> Exercise
All that should appear is the run of lines from the one containing "Every instance of the person" through the end of the records, each repeated exactly.

> Working data
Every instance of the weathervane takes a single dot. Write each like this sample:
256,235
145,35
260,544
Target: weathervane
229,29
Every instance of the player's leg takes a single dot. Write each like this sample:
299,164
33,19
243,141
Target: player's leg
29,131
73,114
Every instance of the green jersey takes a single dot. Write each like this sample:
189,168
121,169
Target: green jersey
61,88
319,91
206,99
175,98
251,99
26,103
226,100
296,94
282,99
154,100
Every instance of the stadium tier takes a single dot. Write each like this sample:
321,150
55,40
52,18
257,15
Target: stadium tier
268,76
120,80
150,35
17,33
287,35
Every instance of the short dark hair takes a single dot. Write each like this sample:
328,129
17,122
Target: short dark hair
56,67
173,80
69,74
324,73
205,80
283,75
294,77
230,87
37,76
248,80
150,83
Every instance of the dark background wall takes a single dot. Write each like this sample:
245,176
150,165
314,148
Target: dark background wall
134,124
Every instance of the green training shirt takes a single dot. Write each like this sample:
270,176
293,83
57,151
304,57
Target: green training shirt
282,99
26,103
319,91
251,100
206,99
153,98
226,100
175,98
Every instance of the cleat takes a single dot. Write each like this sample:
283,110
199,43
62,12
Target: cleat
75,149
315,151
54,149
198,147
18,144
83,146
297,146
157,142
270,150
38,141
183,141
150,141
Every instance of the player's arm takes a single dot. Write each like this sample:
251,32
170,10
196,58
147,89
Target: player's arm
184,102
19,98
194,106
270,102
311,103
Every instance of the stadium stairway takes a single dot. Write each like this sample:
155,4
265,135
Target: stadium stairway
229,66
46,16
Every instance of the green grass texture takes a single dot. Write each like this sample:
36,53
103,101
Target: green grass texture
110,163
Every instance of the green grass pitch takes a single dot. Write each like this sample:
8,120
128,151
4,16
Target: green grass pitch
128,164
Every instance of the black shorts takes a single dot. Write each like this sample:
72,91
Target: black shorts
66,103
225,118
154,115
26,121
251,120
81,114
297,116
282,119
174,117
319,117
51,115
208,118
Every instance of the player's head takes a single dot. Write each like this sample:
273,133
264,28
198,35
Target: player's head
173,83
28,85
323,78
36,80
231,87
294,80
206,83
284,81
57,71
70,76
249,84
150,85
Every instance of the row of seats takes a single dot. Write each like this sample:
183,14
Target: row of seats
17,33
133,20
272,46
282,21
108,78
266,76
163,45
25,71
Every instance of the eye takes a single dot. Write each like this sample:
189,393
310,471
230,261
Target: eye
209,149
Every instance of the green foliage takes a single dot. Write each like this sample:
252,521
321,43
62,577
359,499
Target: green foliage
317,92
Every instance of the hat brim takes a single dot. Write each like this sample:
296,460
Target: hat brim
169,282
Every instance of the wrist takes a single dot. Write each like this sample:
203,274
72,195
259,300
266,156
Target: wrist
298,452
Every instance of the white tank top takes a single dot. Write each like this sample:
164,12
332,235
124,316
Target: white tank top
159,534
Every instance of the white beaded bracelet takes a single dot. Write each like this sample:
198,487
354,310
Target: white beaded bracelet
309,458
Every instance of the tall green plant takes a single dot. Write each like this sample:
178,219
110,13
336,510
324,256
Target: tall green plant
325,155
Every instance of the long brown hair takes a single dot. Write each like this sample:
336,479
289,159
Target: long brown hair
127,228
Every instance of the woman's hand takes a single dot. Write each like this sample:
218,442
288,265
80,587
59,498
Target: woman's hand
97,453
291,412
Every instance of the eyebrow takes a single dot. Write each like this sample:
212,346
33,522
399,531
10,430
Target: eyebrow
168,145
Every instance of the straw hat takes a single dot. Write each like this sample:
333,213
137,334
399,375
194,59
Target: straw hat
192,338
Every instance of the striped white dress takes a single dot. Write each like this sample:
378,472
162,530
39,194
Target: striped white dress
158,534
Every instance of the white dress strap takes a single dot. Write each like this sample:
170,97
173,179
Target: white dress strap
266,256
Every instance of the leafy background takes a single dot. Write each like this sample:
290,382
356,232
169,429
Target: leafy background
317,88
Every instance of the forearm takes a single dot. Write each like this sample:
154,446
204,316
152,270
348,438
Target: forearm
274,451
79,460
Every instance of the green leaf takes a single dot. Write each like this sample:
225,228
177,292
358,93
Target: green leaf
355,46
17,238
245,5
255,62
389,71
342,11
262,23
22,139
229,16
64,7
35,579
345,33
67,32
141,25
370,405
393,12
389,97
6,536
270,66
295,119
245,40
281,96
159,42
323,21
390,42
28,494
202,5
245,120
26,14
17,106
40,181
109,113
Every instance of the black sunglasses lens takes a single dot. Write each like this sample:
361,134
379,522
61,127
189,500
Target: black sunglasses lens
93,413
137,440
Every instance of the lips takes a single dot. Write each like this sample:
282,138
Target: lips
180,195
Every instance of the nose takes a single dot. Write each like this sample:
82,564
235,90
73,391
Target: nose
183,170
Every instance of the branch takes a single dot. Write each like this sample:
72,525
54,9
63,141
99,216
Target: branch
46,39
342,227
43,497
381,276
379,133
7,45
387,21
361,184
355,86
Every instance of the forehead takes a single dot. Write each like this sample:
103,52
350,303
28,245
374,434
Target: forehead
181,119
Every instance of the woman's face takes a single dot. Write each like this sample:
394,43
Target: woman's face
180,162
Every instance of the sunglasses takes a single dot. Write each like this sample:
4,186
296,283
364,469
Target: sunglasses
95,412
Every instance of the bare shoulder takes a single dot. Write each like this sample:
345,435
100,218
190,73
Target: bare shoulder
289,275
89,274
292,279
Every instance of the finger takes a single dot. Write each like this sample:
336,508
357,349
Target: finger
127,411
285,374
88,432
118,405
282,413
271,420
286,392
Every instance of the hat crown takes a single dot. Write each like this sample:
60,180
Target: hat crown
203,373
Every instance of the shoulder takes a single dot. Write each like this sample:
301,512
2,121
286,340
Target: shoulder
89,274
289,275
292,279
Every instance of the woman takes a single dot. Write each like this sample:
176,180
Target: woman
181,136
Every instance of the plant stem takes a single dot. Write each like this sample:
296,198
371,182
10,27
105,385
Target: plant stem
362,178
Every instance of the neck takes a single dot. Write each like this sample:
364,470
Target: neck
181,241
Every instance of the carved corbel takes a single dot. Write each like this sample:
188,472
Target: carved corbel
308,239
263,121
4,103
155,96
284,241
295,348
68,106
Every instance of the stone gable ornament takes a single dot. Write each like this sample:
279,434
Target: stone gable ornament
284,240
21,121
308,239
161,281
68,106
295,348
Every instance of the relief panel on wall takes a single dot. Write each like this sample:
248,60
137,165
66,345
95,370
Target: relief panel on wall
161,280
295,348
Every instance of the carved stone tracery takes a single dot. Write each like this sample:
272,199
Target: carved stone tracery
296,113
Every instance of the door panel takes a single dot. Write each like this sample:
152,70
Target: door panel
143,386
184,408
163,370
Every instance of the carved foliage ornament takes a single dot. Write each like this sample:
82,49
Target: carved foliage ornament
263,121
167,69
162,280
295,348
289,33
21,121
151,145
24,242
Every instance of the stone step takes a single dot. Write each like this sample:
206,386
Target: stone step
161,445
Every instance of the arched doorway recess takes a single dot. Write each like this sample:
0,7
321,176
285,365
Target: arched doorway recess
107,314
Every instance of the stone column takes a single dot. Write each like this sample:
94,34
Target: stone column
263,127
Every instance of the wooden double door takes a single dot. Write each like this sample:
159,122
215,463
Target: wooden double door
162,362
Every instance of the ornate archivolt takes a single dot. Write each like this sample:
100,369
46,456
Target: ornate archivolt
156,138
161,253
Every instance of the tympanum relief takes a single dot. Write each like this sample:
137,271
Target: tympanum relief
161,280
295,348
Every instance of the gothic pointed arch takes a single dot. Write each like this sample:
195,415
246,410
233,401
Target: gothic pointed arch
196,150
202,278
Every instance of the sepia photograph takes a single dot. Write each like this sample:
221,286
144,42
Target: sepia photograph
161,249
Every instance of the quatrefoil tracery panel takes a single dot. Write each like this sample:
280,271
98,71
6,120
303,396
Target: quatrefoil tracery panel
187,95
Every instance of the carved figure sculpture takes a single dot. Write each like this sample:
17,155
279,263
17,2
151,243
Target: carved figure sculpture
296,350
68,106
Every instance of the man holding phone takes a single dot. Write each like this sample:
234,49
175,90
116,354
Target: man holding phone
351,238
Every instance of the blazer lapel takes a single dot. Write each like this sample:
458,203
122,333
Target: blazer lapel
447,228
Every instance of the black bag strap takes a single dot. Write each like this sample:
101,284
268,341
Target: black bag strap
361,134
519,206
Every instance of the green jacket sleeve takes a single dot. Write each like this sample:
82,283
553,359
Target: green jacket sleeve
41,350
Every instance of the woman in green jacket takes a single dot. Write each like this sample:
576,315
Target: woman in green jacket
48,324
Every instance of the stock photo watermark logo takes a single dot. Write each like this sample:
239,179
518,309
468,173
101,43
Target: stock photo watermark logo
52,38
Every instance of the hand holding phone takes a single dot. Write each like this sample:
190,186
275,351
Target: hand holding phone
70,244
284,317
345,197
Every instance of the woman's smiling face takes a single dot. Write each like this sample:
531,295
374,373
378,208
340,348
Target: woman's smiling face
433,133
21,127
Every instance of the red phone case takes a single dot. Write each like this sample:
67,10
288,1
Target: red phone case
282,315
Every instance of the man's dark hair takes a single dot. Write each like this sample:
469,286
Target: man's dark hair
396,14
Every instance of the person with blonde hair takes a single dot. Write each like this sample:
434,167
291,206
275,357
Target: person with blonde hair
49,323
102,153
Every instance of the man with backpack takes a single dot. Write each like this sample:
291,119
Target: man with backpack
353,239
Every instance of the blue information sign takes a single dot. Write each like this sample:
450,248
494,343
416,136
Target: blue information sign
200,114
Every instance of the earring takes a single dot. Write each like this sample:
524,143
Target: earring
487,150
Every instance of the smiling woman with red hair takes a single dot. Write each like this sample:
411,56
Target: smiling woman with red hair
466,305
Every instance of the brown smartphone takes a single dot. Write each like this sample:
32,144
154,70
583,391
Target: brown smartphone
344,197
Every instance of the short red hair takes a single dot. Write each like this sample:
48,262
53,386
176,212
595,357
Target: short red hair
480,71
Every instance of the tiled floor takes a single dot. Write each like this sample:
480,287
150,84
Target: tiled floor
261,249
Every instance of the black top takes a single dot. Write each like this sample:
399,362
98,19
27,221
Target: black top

> Solution to this problem
Every instance of the person with blonde hair takes a single dot. Write each like this sample:
434,167
291,206
275,357
Target: person with blonde hair
49,323
102,153
Every instance of the man with backpack takes a single dot. Write each like this sample:
291,119
Target: man with backpack
353,239
Every instance of the blue information sign takes a single dot. Write each like this sample:
450,248
494,343
416,136
Target: blue information sign
200,114
Every instance of the earring takes a single dot. Write each like this sample:
524,143
Target: earring
487,150
Every instance of the smiling woman with red hair takes a single dot. Write each like this sample:
411,56
Target: smiling woman with red hair
466,305
Every instance of the brown smartphone takes a single dot. Write each like this sample:
32,144
154,70
583,391
Target: brown smartphone
344,197
Every instance of the short red hair takes a single dot. Write each like this sample:
48,262
53,386
176,212
595,357
Target: short red hair
480,71
Every instance of the tiled floor takes a single dot. Write each like this sample:
480,287
150,84
Target: tiled floor
261,249
Every instance of the black top takes a single dot. Write each like this sample:
399,362
98,19
27,221
Target: black top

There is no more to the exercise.